### THE TASK
From the forum thread below about a pH drop during a fishless cycle, list every substance that SonicsDC25 reports having put into the tank.

[Begin SELECTED EXTRACT]

I just checked my water parameters today and saw that my pH dropped to 6.5 O_O My Nitrite is still off the roof and Ammonia is still being converted to Nitrite within 24 hours. Is this drop in pH a concern and if so, how should I fix it to prevent my fishless cycle from stalling? =/


----------



## GTZ (Apr 21, 2010)

How's your aeration/water movement on the surface? Increasing agitation will increase gas exchange. It's possible that there's a lack of oxygen (or an abundance of carbon dioxide) in the tank causing the pH to drop.
Do you have a KH test kit? Test the tank and tap water. If your tap water is significantly higher in pH, I'd perform a few small (15-20%) water changes.


----------



## SonicsDC25 (Jul 29, 2013)

I got an air pump on the side and there's a lot of water movement at the surface. The pH in my tap water is 7.8 and I haven't checked my GH or KH for quite some time.


----------



## SonicsDC25 (Jul 29, 2013)

I was doing a PWC for my tank to hopefully get my pH up a bit and before I removed roughly 20% of the water, my wife added the water conditioner while I was getting the tap water from the sink. I then removed 20% of the water from the tank and replaced it with the tap water. Right before I was about to add the conditioner, she said she already did it...-_-.. So since I removed 20% of the water, should I add 20% worth of water conditioner or do I add/less more???


----------



## GTZ (Apr 21, 2010)

A half dose should be fine.


----------



## SonicsDC25 (Jul 29, 2013)

I added 20% of the total dose for a full tank, I'll add a touch more to be safe, thanks ^_^


----------



## SonicsDC25 (Jul 29, 2013)

Ok, so I just checked my water parameters this morning and it seems to have been set back big time... After my 20% PWC yesterday, my parameters were: 8.2 pH, 2-3ppm Ammonia, 5.0+ppm Nitrite. This morning, they were: 6? pH (picture below), .5 - 1ppm Ammonia, and 5.0+ Nitrite still. Before the PWC, my Ammonia was converted within 24 hours and this time it didn't. Is it because my pH is too low? My pH crashed as well...Any help would be greatly appreciated!


----------



## GTZ (Apr 21, 2010)

Need to get a KH reading on the tank and tap. You may need to buffer during your cycle to keep the pH steady.


----------



## SonicsDC25 (Jul 29, 2013)

Yeah I'm waiting to get the KH/GH kit back from my friend. I put 3 teaspoons of baking soda into my tank to get the pH back to 8.0 and will check again tomorrow to see if it remains stable or if it crashes. Also, I'm going to go get a bag of aragonite and putting it on my filter cartridge tomorrow to help keep the pH stable. I also plan on getting a bag of aragonite too and placing it next to my filter cartridge to help keep the pH stable. I'll probably get some Epsom salt as well.


----------



## SonicsDC25 (Jul 29, 2013)

Two days ago I put 3 teaspoons of Baking Soda into my 29g tank and last night I put a bag of aragonite and 3 tablespoons of Epsom salt into my tank. This morning I woke up with these parameters, hopefully the cycle will be done before this weekend ^_^


----------



## SonicsDC25 (Jul 29, 2013)

I think it's about time to head down to the LFS and start searching for some Saulosi


----------



## Deeda (Oct 12, 2012)

Looking good, what did you get for a nitrate reading?


----------

[End SELECTED EXTRACT]
[Begin MATERIAL SHOWN]

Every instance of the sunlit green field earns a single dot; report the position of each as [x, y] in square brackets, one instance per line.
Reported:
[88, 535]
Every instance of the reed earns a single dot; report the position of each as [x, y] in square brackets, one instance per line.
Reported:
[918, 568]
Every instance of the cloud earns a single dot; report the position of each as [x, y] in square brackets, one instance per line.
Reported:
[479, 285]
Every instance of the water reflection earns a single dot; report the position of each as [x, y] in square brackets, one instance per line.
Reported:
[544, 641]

[End MATERIAL SHOWN]

### OUTPUT OF THE EXERCISE
- Tap water
- Water conditioner
- Baking soda
- Aragonite
- Epsom salt